> [Goal]: Turn only the stretch of material from the line containing "of the man?" through the line containing "[441,239,477,282]" into a numbered list, omitting blank lines.

* begin Listed records *

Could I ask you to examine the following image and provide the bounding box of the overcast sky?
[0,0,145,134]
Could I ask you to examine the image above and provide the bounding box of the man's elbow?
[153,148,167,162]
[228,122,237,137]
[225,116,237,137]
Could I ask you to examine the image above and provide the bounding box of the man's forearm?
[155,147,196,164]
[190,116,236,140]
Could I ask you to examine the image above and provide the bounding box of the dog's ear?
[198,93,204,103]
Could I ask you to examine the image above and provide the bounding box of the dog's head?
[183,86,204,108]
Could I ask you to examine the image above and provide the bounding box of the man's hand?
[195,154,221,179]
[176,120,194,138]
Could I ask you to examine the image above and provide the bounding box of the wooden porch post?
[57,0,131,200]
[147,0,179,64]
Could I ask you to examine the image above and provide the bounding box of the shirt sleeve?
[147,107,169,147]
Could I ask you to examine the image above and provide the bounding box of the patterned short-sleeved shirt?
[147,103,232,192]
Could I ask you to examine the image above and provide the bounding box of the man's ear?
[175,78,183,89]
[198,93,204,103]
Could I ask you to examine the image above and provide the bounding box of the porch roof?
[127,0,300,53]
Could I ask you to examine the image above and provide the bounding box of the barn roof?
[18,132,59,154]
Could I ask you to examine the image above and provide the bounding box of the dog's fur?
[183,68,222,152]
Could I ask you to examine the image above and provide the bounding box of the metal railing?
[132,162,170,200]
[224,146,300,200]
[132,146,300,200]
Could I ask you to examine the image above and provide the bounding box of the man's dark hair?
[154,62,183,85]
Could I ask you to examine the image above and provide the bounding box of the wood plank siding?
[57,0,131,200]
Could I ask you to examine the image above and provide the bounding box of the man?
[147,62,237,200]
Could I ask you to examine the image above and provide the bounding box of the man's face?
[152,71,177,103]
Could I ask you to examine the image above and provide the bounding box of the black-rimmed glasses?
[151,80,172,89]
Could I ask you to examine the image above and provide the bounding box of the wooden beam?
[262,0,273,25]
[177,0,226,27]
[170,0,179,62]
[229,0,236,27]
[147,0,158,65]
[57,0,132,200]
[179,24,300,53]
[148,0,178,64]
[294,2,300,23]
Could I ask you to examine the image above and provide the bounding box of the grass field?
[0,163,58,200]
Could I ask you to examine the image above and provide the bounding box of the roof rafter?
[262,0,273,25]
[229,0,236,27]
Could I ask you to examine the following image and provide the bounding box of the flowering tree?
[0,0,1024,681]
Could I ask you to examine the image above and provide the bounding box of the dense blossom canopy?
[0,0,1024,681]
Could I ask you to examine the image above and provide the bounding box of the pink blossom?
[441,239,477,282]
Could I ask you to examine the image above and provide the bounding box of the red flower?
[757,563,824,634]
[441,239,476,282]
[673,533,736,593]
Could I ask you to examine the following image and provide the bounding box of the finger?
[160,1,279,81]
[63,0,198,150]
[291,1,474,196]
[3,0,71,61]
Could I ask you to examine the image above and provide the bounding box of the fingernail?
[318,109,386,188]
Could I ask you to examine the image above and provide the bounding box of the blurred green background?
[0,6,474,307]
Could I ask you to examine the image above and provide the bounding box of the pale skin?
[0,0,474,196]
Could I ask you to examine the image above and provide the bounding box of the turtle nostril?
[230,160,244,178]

* end Listed records *
* begin Listed records *

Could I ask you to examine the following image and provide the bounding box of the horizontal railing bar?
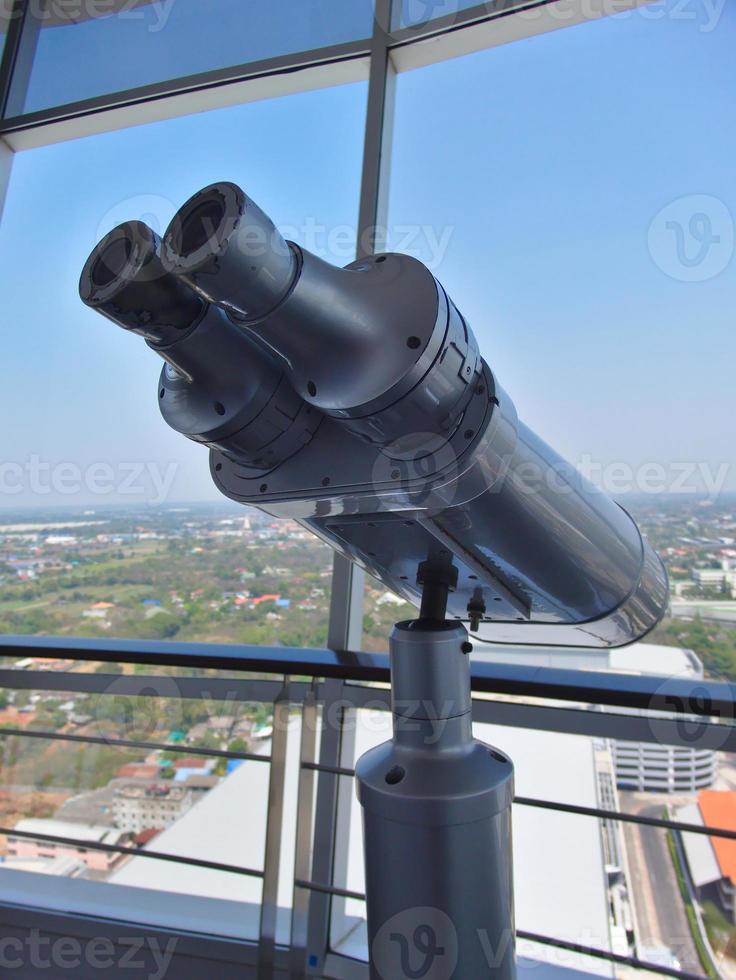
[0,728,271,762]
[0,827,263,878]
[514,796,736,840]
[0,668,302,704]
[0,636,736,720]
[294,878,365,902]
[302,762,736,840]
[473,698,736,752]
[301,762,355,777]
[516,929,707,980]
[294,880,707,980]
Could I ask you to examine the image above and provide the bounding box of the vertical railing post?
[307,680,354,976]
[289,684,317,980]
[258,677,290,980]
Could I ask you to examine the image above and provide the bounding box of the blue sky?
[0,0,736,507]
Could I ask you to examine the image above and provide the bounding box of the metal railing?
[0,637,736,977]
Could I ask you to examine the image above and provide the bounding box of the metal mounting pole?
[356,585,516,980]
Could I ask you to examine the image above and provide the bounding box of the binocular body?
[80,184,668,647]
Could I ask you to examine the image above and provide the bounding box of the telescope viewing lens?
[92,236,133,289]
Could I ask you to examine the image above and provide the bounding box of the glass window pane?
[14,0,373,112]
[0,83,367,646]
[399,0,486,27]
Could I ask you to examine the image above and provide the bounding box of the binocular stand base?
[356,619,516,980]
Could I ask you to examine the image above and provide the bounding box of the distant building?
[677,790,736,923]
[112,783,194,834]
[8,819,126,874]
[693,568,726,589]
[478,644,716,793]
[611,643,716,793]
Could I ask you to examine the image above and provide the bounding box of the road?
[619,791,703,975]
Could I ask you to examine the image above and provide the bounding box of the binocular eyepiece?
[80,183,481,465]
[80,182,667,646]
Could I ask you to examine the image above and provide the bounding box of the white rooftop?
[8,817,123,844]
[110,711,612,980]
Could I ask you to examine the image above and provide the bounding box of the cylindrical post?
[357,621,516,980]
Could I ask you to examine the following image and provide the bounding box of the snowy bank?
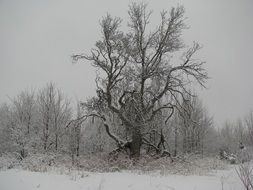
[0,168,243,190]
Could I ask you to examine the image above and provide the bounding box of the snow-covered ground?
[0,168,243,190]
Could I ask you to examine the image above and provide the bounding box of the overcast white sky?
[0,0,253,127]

* end Listed records *

> [Finished exercise]:
1. Could I ask you to examine the image above and provide the bounding box of the man?
2. [147,62,237,200]
3. Could I ask you to examine the image above and provide the bounding box of the man's face?
4. [152,71,177,103]
5. Could I ask you to examine the image above and provide the bounding box of the black-rimmed glasses?
6. [151,80,172,89]
7. Could I ask you to examine the image above and provide the bounding box of the wooden beam?
8. [262,0,273,25]
9. [177,0,226,27]
10. [170,0,179,62]
11. [229,0,236,27]
12. [147,0,158,65]
13. [57,0,132,200]
14. [179,24,300,53]
15. [148,0,178,64]
16. [294,2,300,23]
17. Could I ask you to examine the image above and provide the bounding box of the grass field?
18. [0,163,58,200]
19. Could I ask you to examine the image above and provide the bounding box of the roof rafter?
20. [262,0,273,25]
21. [229,0,236,27]
22. Could I ask you to examine the following image and provide the bounding box of the flowering tree?
23. [0,0,1024,681]
24. Could I ask you to examine the image above and provide the bounding box of the dense blossom canopy?
25. [0,0,1024,681]
26. Could I ask you to examine the image above and provide the bounding box of the pink blossom?
27. [441,239,477,282]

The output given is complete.